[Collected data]
== == ==

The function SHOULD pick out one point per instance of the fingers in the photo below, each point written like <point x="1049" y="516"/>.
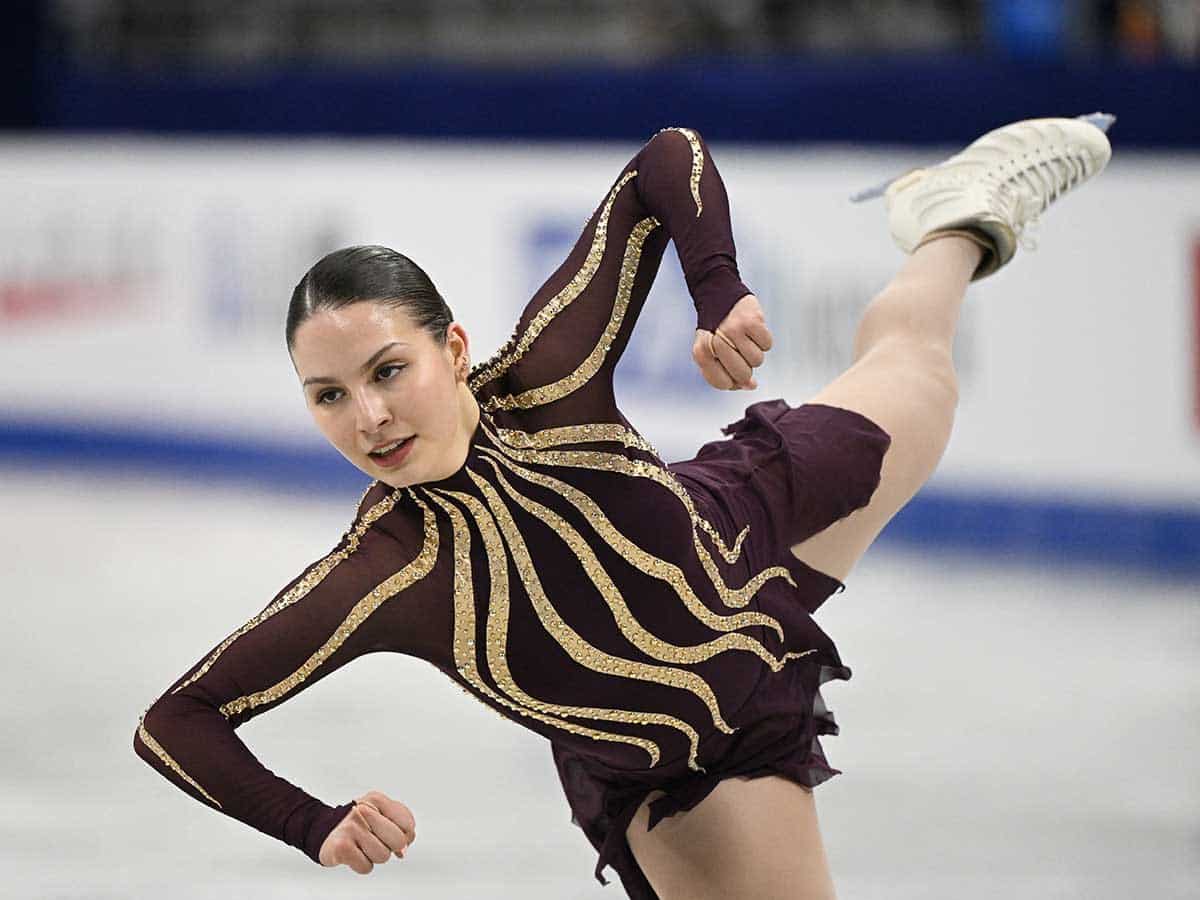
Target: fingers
<point x="737" y="359"/>
<point x="394" y="811"/>
<point x="393" y="837"/>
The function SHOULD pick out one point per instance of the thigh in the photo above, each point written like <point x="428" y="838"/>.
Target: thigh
<point x="750" y="838"/>
<point x="910" y="394"/>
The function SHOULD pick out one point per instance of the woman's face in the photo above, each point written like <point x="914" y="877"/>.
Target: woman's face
<point x="371" y="377"/>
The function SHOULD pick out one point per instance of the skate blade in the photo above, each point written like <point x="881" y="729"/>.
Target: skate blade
<point x="1101" y="120"/>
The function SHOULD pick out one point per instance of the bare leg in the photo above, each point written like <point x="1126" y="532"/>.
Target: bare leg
<point x="903" y="378"/>
<point x="750" y="838"/>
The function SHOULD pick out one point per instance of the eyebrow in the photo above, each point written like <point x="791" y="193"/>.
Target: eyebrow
<point x="375" y="357"/>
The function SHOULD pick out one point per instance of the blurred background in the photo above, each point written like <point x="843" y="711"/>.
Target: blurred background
<point x="1023" y="718"/>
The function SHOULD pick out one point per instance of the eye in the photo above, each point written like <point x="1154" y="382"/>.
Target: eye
<point x="327" y="397"/>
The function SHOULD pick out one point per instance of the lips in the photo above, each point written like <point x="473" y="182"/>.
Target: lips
<point x="394" y="456"/>
<point x="378" y="449"/>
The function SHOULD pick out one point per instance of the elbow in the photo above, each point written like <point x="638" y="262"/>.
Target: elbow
<point x="676" y="136"/>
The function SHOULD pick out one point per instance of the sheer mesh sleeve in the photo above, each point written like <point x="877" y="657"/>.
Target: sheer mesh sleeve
<point x="558" y="366"/>
<point x="369" y="593"/>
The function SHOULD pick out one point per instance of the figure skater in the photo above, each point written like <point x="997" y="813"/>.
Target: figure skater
<point x="654" y="622"/>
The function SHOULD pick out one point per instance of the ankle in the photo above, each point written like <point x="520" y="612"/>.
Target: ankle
<point x="965" y="249"/>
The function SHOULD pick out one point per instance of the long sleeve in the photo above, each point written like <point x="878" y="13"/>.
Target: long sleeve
<point x="372" y="587"/>
<point x="557" y="367"/>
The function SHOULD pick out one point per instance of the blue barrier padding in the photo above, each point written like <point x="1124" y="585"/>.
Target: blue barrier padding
<point x="1146" y="538"/>
<point x="891" y="101"/>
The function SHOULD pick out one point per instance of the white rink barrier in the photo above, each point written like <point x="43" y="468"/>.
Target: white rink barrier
<point x="143" y="288"/>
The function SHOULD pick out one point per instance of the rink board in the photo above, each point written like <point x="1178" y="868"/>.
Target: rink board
<point x="143" y="287"/>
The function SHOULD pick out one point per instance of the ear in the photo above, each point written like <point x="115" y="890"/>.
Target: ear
<point x="459" y="345"/>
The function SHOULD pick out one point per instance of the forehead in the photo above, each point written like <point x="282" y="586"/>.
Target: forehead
<point x="346" y="337"/>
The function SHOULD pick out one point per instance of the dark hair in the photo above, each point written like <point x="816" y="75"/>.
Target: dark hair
<point x="377" y="274"/>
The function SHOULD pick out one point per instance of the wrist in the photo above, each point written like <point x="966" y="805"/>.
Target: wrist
<point x="715" y="294"/>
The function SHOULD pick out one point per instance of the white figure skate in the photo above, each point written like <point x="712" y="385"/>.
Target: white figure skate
<point x="995" y="189"/>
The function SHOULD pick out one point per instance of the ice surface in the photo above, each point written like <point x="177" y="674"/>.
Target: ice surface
<point x="1008" y="732"/>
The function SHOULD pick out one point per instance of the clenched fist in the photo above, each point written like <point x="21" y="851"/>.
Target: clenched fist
<point x="729" y="357"/>
<point x="376" y="828"/>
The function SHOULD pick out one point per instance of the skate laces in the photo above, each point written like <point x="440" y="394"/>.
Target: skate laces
<point x="1025" y="195"/>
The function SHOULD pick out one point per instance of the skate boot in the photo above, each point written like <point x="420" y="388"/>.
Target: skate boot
<point x="995" y="189"/>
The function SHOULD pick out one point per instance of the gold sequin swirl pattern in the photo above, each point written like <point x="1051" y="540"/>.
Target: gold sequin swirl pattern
<point x="409" y="575"/>
<point x="517" y="346"/>
<point x="641" y="468"/>
<point x="497" y="639"/>
<point x="697" y="163"/>
<point x="612" y="432"/>
<point x="570" y="640"/>
<point x="581" y="376"/>
<point x="311" y="579"/>
<point x="156" y="748"/>
<point x="640" y="559"/>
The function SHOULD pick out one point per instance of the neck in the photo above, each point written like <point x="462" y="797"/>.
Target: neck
<point x="468" y="411"/>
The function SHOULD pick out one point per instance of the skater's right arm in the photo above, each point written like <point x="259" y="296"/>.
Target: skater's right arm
<point x="371" y="593"/>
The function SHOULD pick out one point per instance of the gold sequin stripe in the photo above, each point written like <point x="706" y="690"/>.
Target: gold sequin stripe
<point x="516" y="347"/>
<point x="612" y="432"/>
<point x="497" y="625"/>
<point x="313" y="577"/>
<point x="697" y="163"/>
<point x="156" y="748"/>
<point x="640" y="468"/>
<point x="570" y="640"/>
<point x="648" y="563"/>
<point x="409" y="575"/>
<point x="575" y="435"/>
<point x="581" y="376"/>
<point x="497" y="642"/>
<point x="640" y="559"/>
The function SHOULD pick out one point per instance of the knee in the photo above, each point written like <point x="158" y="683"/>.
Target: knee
<point x="923" y="367"/>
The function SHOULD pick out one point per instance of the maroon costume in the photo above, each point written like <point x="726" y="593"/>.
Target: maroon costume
<point x="648" y="619"/>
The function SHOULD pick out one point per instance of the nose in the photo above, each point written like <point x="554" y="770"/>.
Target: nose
<point x="372" y="412"/>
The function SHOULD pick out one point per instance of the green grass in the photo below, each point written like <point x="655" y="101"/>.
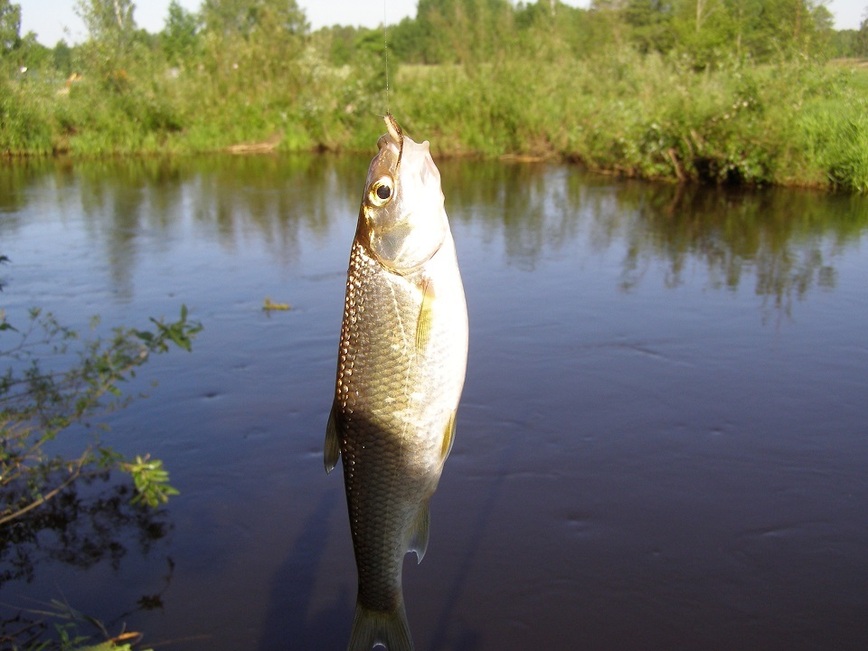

== == ==

▶ _GIVEN EXERCISE_: Report every line of the data above that contains the word "right", and copy each of those lines in full.

▶ _WRITTEN SOLUTION_:
The function SHOULD pick out one point per instance of the skater's right arm in the photo above, each point written like <point x="259" y="296"/>.
Target: skater's right arm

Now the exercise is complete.